まず、米国は通常の景気循環に戻り、その上昇局面に入っている。リーマンショック前に積み上がった家計の負債も減って、ショック前のトレンド線に戻ってきた。可処分所得に占めるローン返済の比率も同様だ。住宅投資、家計の耐久消費財購入、企業の設備投資も緩やかに伸びる。 
注目は、昨年10月にQE3(量的緩和第3弾)を終えたFRB(米連邦準備制度理事会)が、いつ利上げに踏み切るか。日本総研の山田久チーフエコノミストは「早ければ春、遅くとも秋ごろには利上げを始める」と見る。 
日本はアベノミクスの「第2幕」がスタート。日銀による追加緩和、財政出動(補正予算)、消費増税の先延ばしは景気にプラスに働く。企業の設備も耐用年数が伸びているため、設備の更新投資を軸に緩やかに伸びるだろう。ただ、円安になっても輸出があまり伸びないため、実質成長率の増加は緩やかなものにとどまる。

## 提供情報
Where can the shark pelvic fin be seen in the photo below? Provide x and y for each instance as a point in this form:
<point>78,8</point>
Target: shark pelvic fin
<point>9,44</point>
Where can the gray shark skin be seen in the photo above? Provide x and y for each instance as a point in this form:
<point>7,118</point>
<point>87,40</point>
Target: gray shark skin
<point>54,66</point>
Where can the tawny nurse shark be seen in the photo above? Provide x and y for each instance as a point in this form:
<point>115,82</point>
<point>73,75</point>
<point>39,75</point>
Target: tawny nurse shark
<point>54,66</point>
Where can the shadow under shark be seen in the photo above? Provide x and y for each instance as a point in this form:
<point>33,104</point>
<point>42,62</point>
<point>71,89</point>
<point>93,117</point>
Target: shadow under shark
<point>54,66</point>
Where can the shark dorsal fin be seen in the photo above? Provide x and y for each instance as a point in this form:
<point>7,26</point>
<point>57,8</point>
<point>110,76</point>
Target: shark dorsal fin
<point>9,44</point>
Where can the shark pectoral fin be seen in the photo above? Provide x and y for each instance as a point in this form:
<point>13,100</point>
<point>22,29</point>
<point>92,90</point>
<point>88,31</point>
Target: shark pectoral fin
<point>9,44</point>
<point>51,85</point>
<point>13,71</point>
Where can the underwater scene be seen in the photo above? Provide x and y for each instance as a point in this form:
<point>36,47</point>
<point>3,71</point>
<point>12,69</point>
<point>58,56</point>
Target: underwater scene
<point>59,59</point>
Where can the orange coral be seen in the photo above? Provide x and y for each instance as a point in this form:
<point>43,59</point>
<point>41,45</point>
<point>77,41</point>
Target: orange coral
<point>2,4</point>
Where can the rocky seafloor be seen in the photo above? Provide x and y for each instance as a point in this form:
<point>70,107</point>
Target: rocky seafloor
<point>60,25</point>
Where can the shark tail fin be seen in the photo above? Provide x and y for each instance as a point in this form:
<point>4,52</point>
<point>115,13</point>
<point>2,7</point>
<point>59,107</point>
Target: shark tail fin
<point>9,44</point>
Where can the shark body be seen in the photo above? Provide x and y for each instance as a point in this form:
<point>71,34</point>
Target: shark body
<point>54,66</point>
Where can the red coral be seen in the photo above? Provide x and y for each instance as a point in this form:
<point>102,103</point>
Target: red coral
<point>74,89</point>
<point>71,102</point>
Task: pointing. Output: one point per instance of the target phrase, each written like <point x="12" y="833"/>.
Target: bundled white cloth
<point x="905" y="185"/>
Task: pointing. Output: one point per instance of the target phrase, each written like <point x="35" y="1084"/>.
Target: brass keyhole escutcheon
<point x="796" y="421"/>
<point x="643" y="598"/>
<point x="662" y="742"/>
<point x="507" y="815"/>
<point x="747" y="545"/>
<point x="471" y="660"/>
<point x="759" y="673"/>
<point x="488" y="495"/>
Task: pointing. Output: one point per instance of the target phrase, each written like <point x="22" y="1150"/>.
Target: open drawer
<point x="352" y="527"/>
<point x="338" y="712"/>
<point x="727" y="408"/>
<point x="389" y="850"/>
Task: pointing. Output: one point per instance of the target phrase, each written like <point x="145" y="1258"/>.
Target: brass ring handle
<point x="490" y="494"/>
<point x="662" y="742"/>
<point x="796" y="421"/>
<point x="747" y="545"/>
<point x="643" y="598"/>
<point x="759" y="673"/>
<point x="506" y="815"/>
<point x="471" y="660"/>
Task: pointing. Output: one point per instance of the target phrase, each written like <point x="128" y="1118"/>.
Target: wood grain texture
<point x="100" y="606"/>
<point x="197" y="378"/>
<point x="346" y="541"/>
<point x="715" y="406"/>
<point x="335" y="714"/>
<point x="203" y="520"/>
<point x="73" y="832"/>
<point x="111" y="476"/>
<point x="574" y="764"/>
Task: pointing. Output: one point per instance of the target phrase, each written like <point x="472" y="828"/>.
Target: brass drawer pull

## 依頼内容
ページ抜粋に基づいて答えてください。
(a) FRBが昨年10月に終えたものは何か?
(b) 山田久チーフエコノミストは、FRBの利上げ開始時期をどう見ているか?
(c) 日本の実質成長率の増加が緩やかにとどまるのはなぜか?

## 回答全文
(a) QE3(量的緩和第3弾)。
(b) 早ければ春、遅くとも秋ごろに始めると見ている。
(c) 円安になっても輸出があまり伸びないため。